## Reading text

Thursday, April 18, 2013

The value of traditionalist ethics



 
I’ve become rather obsessed with death recently. Not quite as a morbid musing, nor a lamenting reflection but more as a transcendental state; that is a threshold which recognises no division between truth and its allegorical transcriptions in the realm of perception.  That primordial drive of eternal return, to recognise the self in relation to the seemingly inanimate and to strike forth into the darkness in as every bit of freedom as a corpse. This sentiment is more or less present in most pre-modern cultures, but I’d like to draw attention to two particular cases; that of the Bushi warrior aristocracy of Japan and the deathly aesthetic present in Shia Islamic ethics. In the Hagakure (In the shadow of leaves), the classical of the Japanese warrior classes written by Yamamoto Tsunetomo, Samurai retainer turned Buddhist Monk; the freedom in death is stressed in the first chapter.

## List of tasks
#1 According to the post on traditionalist ethics, who wrote the Hagakure?
#2 From the post on traditionalist ethics, write out the part that opens with the words "I’ve become rather" and closes with "the first chapter.", swapping "darkness" for "night".

## Extracted information
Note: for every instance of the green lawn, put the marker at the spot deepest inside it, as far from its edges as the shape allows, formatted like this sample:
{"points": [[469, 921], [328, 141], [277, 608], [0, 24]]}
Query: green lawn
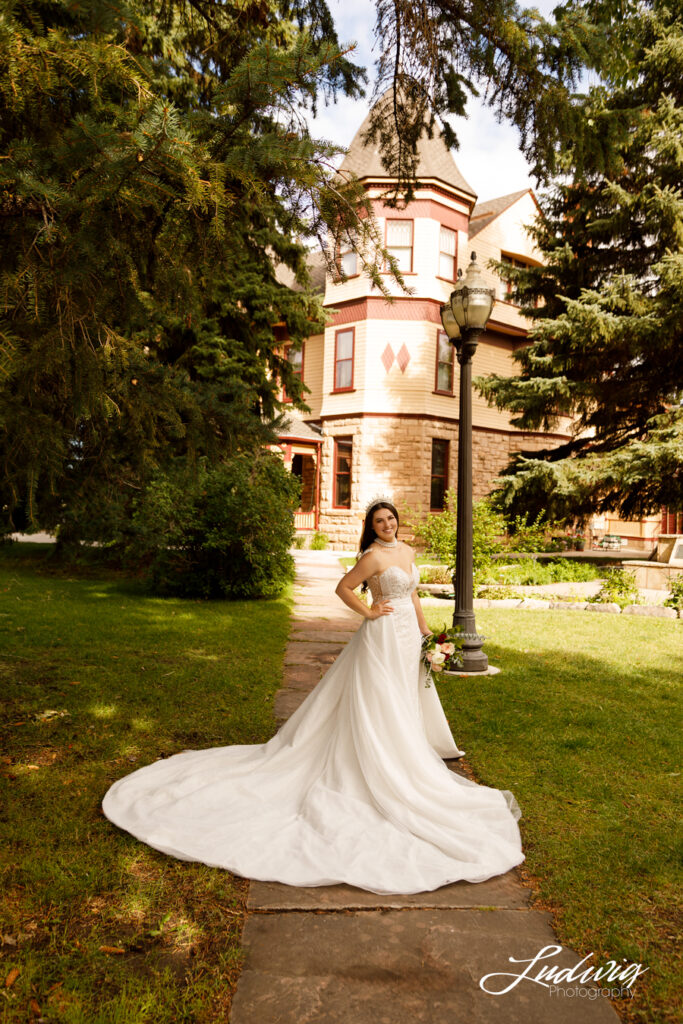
{"points": [[584, 726], [99, 678]]}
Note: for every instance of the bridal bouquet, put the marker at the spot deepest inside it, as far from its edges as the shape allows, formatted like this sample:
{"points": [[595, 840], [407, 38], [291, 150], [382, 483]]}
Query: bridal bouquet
{"points": [[441, 651]]}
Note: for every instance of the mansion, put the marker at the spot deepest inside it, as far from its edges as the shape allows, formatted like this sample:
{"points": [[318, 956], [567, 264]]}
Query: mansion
{"points": [[383, 379]]}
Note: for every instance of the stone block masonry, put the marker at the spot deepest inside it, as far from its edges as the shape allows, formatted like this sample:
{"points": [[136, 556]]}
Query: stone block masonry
{"points": [[393, 455]]}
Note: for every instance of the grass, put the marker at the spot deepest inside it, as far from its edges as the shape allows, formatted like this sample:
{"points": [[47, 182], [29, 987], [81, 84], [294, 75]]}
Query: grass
{"points": [[583, 725], [99, 678]]}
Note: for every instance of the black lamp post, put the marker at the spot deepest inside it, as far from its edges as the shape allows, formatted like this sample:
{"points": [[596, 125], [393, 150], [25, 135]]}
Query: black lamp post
{"points": [[464, 317]]}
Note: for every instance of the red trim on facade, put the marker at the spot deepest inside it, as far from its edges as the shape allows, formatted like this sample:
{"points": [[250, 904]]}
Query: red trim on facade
{"points": [[406, 308], [440, 419], [348, 440], [335, 389], [430, 209], [437, 390]]}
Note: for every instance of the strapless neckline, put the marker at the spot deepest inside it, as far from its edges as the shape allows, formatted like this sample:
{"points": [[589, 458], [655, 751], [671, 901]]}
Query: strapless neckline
{"points": [[404, 571]]}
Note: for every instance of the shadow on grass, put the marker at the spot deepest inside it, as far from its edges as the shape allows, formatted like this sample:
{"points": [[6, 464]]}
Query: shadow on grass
{"points": [[582, 726]]}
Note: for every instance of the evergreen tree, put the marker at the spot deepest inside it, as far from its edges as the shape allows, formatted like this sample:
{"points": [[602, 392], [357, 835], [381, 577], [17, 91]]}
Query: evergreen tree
{"points": [[157, 171], [434, 54], [607, 304]]}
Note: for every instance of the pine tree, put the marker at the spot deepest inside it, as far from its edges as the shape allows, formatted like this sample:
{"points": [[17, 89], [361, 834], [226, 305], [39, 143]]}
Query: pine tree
{"points": [[157, 170], [607, 304]]}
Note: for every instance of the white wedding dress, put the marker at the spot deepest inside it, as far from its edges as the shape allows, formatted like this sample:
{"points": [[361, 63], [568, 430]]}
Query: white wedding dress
{"points": [[351, 788]]}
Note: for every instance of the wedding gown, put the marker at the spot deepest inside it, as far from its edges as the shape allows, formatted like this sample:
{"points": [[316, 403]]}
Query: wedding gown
{"points": [[351, 788]]}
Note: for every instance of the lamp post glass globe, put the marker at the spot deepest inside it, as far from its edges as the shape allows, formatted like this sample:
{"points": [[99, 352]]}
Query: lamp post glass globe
{"points": [[471, 301], [450, 323]]}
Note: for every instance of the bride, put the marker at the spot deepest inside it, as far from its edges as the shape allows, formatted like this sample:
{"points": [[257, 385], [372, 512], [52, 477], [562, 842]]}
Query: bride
{"points": [[352, 788]]}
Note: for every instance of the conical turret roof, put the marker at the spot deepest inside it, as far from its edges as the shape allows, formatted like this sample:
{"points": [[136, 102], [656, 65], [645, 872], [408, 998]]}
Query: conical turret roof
{"points": [[435, 161]]}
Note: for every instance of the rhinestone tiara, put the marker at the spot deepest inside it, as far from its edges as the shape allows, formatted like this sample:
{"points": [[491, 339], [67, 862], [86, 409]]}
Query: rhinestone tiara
{"points": [[379, 498]]}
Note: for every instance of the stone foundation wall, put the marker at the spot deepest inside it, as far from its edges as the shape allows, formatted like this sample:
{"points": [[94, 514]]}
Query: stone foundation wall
{"points": [[392, 456]]}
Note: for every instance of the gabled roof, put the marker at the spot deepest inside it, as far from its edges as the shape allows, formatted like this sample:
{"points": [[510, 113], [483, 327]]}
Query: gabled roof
{"points": [[435, 161], [483, 213]]}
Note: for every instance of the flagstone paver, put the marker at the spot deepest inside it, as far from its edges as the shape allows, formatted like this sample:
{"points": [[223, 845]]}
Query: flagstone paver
{"points": [[336, 954]]}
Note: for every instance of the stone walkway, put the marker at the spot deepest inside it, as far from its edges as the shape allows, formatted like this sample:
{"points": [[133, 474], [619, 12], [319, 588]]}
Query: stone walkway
{"points": [[336, 954]]}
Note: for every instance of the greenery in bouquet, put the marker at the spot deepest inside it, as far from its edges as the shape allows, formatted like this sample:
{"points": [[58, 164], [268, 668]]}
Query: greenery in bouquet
{"points": [[442, 651]]}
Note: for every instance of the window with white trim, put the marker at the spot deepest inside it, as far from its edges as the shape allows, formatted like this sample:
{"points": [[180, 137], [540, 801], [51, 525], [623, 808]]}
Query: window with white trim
{"points": [[446, 254], [399, 243]]}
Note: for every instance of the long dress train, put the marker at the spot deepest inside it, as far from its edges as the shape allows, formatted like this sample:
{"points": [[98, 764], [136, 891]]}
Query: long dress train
{"points": [[351, 788]]}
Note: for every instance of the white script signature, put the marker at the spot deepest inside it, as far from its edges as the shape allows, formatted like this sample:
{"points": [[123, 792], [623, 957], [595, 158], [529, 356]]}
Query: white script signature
{"points": [[549, 975]]}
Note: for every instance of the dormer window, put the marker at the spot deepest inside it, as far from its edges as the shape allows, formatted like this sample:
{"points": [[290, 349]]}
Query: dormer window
{"points": [[295, 358], [446, 254], [399, 243]]}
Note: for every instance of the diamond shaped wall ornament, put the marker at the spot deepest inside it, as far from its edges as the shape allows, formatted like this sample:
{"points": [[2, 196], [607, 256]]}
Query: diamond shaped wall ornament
{"points": [[402, 358], [388, 357]]}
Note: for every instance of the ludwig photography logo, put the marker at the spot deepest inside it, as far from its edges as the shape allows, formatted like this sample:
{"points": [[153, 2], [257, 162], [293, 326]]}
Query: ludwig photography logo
{"points": [[616, 979]]}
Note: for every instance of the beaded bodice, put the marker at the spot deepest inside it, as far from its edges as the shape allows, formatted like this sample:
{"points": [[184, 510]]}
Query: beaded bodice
{"points": [[393, 583]]}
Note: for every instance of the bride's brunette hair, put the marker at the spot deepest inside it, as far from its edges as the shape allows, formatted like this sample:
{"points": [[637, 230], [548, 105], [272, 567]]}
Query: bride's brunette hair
{"points": [[368, 535]]}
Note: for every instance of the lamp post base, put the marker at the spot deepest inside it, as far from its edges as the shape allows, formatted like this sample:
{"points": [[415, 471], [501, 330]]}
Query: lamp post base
{"points": [[474, 660]]}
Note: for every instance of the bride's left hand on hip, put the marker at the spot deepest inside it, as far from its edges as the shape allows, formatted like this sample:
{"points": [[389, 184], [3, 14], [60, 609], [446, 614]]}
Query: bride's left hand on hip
{"points": [[381, 608]]}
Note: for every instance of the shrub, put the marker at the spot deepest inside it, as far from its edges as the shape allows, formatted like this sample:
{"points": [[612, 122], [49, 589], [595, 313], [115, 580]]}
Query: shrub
{"points": [[438, 532], [218, 531], [435, 573], [619, 588], [675, 599], [529, 535], [528, 571]]}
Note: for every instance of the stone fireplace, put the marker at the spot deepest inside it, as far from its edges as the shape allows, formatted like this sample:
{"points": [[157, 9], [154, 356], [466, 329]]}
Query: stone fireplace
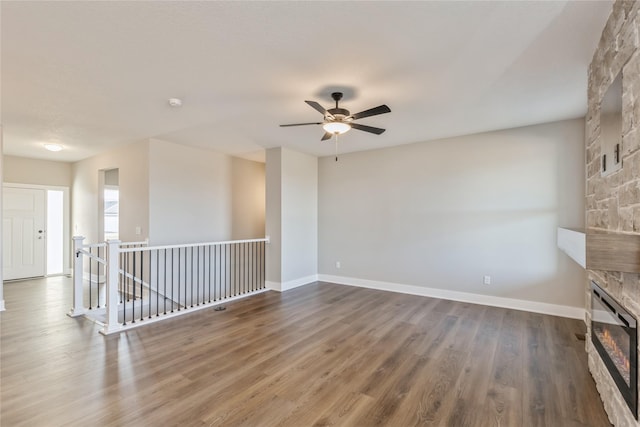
{"points": [[613, 198], [614, 336]]}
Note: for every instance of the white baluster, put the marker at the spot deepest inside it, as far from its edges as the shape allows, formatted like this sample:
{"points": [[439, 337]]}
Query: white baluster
{"points": [[113, 268]]}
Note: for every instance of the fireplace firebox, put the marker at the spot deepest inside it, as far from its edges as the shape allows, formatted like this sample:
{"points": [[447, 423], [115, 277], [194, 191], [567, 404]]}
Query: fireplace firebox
{"points": [[614, 335]]}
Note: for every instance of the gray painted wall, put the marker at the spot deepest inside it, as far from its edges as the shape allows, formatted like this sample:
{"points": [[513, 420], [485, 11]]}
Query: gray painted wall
{"points": [[21, 170], [198, 195], [443, 214]]}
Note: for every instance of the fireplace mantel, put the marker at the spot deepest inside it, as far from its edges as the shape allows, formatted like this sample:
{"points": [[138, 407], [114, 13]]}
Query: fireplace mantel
{"points": [[601, 250], [611, 251]]}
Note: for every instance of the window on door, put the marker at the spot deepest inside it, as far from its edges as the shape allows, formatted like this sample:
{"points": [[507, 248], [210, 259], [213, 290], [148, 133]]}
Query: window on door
{"points": [[111, 212]]}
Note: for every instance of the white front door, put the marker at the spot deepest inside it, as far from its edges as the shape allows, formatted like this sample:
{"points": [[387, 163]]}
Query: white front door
{"points": [[23, 233]]}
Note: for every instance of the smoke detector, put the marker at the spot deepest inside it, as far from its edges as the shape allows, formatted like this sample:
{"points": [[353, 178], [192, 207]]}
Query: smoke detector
{"points": [[175, 102]]}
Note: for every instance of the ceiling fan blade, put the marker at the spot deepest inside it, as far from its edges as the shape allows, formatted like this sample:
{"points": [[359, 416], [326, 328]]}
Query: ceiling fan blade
{"points": [[370, 129], [301, 124], [326, 136], [319, 108], [380, 109]]}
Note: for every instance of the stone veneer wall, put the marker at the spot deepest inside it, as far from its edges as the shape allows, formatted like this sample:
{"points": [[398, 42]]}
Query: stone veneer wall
{"points": [[613, 201]]}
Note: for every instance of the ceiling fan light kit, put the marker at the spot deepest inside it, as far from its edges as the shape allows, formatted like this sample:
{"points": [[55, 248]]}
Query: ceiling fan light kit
{"points": [[339, 120], [336, 127]]}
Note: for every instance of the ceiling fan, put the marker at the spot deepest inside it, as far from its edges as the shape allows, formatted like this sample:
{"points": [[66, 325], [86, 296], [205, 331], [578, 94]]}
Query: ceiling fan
{"points": [[339, 120]]}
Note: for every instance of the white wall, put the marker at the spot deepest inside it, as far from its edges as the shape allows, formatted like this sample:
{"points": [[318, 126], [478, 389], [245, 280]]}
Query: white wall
{"points": [[132, 162], [2, 305], [273, 256], [200, 195], [299, 215], [292, 218], [247, 199], [21, 170], [443, 214]]}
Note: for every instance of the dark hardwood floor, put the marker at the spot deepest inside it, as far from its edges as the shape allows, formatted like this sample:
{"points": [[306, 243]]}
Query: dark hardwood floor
{"points": [[318, 355]]}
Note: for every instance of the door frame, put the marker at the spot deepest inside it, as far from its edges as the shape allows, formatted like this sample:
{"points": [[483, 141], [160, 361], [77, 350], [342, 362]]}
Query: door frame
{"points": [[66, 246]]}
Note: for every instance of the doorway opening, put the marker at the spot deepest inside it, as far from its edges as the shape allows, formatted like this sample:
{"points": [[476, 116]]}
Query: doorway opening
{"points": [[55, 232], [110, 212], [36, 222]]}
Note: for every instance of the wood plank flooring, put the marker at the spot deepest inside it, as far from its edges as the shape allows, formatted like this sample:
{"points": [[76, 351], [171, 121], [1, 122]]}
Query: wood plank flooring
{"points": [[319, 355]]}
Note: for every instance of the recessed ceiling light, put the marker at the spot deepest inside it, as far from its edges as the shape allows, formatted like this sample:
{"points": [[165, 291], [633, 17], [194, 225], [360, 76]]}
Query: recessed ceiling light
{"points": [[53, 147]]}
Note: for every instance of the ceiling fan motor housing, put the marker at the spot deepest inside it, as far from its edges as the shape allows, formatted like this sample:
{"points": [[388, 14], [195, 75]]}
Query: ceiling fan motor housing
{"points": [[339, 112]]}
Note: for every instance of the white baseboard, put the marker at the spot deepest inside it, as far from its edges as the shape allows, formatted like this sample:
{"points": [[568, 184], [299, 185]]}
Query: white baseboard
{"points": [[285, 286], [516, 304]]}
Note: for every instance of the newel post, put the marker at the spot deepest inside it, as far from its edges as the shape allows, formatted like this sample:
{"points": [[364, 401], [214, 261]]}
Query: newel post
{"points": [[113, 271], [78, 277]]}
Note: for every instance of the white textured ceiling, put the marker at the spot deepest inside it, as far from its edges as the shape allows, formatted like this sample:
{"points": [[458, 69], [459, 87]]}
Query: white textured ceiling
{"points": [[94, 75]]}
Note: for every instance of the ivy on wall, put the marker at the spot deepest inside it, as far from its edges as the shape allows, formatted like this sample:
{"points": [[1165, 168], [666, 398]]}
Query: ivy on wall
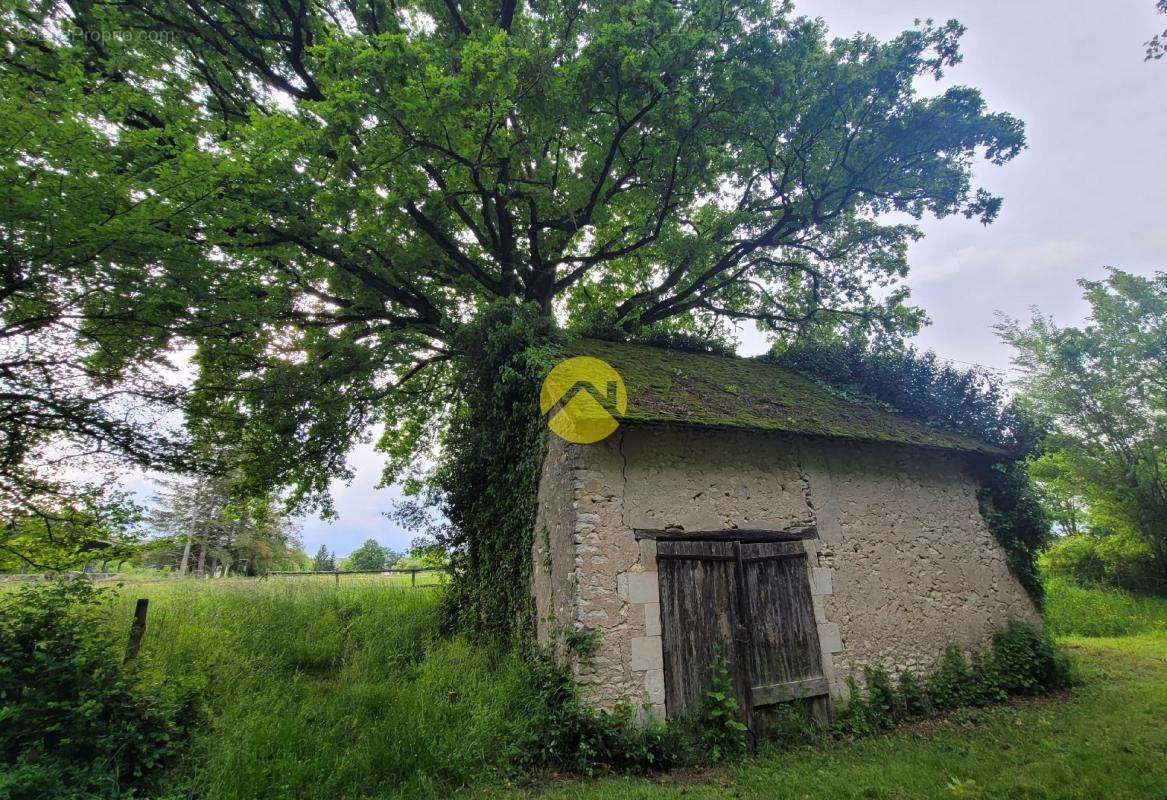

## Responses to the tasks
#1 Yamamoto Tsunetomo, a Samurai retainer turned Buddhist Monk.

#2
I’ve become rather obsessed with death recently. Not quite as a morbid musing, nor a lamenting reflection but more as a transcendental state; that is a threshold which recognises no division between truth and its allegorical transcriptions in the realm of perception.  That primordial drive of eternal return, to recognise the self in relation to the seemingly inanimate and to strike forth into the night in as every bit of freedom as a corpse. This sentiment is more or less present in most pre-modern cultures, but I’d like to draw attention to two particular cases; that of the Bushi warrior aristocracy of Japan and the deathly aesthetic present in Shia Islamic ethics. In the Hagakure (In the shadow of leaves), the classical of the Japanese warrior classes written by Yamamoto Tsunetomo, Samurai retainer turned Buddhist Monk; the freedom in death is stressed in the first chapter.